## Document text
# Tony Fisher's 13x13x13 Ball in a Cube



## Tony Fisher (Nov 27, 2015)

This is what I would call an assembly variation made from MoYu 13x13x13 Cube parts plus parts from my 13x13x13 Ball.


----------



## Christopher Mowla (Nov 27, 2015)

Beautiful (and very creative) puzzle!


----------



## AlexMaass (Nov 27, 2015)

now do it so that every other layer is made of cubic pieces


----------



## Tony Fisher (Nov 27, 2015)

AlexMaass said:


> now do it so that every other layer is made of cubic pieces


I think the ball would be pretty much lost down small dark holes.


----------



## rj (Nov 27, 2015)

I think Tony probably holds the record for cube assembly speed. Wow, Tony! Keep up the good work!


----------



## YouCubing (Nov 27, 2015)

but what if you did M' E' M E in the right orientation :O


----------



## Tony Fisher (Nov 28, 2015)

YouCubing said:


> but what if you did M' E' M E in the right orientation :O


I don't know what that means. I only know notation like L, R etc.


----------



## biscuit (Nov 28, 2015)

Tony Fisher said:


> I don't know what that means. I only know notation like L, R etc.



M is the vertical slice, it follows the L side. E is the horizontal slice and follows D


----------



## shadowslice e (Nov 28, 2015)

Wow! This looks awesome.

VGJ!


----------



## Ronxu (Nov 28, 2015)

biscuit said:


> M is the vertical slice, it follows the R side. E is the horizontal slice and follows U (or maybe D... I think it's U though)



M follows L, E follows D.


----------



## biscuit (Nov 28, 2015)

Ronxu said:


> M follows L, E follows D.



Oh yeah... I'll edit my post


----------



## Christopher Mowla (Nov 28, 2015)

Just to save several people (with good intentions) a headache, I learned the hard way that Mr. Fisher does not want to learn notation. Please post a link to alg.cubing.net. I would spend time doing this, but I doubt he'll even look at it.

Based on a past forum conversation with him, I can deduce that he's only interested in solving puzzles independently of any outside help (and is primarily is interested in puzzle making). This is a great thing, however, my guess is that one of the ways he has managed to not look at other people's solutions is to refuse to learn notation. Should he see a move sequence by accident, he will not be able to understand it anyway. (Prevention is the ultimate form of defense.)

Again, fantastic puzzle!


----------



## Hssandwich (Nov 28, 2015)

Petaminx ball in a dodecahedron?


----------



## BananaSlayer64 (Nov 28, 2015)

Hssandwich said:


> Petaminx ball in a dodecahedron?


lel that would be epic


----------



## stoic (Nov 28, 2015)

Sensational puzzle!
Great job.


----------



## Larfleeze (Dec 11, 2015)

Very creative idea!


----------



## Matt11111 (Dec 11, 2015)

## Required actions
a - Copy out the part of the forum thread from "## Christopher Mowla (Nov 28, 2015)" up to and including "form of defense.)".
b - According to the forum thread, what parts did Tony Fisher use to make the puzzle?
c - List every distinct date on which a post in the forum thread was made.

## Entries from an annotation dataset
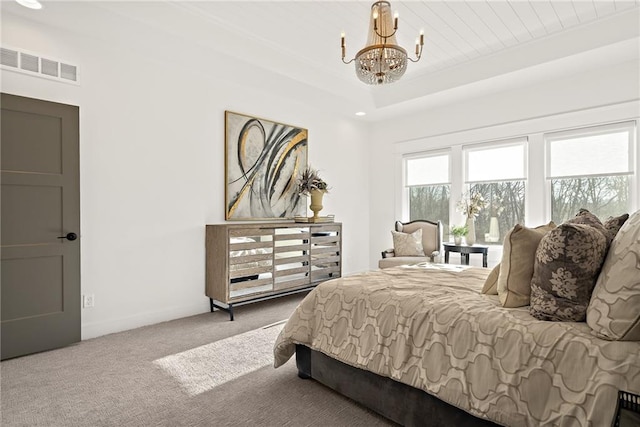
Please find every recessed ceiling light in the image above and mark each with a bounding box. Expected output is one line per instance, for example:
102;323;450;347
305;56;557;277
16;0;42;9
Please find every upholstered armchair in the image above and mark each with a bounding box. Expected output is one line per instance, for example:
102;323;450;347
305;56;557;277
378;219;442;268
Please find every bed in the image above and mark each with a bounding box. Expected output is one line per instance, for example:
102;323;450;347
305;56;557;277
274;263;640;426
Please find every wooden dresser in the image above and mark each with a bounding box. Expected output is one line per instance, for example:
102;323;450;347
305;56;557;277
206;222;342;320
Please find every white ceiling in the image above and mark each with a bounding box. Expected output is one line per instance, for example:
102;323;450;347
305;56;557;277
2;0;640;118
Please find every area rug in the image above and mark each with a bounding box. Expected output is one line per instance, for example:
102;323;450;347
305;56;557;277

## Solved problems
a -
## Christopher Mowla (Nov 28, 2015)

Just to save several people (with good intentions) a headache, I learned the hard way that Mr. Fisher does not want to learn notation. Please post a link to alg.cubing.net. I would spend time doing this, but I doubt he'll even look at it.

Based on a past forum conversation with him, I can deduce that he's only interested in solving puzzles independently of any outside help (and is primarily is interested in puzzle making). This is a great thing, however, my guess is that one of the ways he has managed to not look at other people's solutions is to refuse to learn notation. Should he see a move sequence by accident, he will not be able to understand it anyway. (Prevention is the ultimate form of defense.)

b - MoYu 13x13x13 Cube parts plus parts from his 13x13x13 Ball.

c -
Nov 27, 2015
Nov 28, 2015
Dec 11, 2015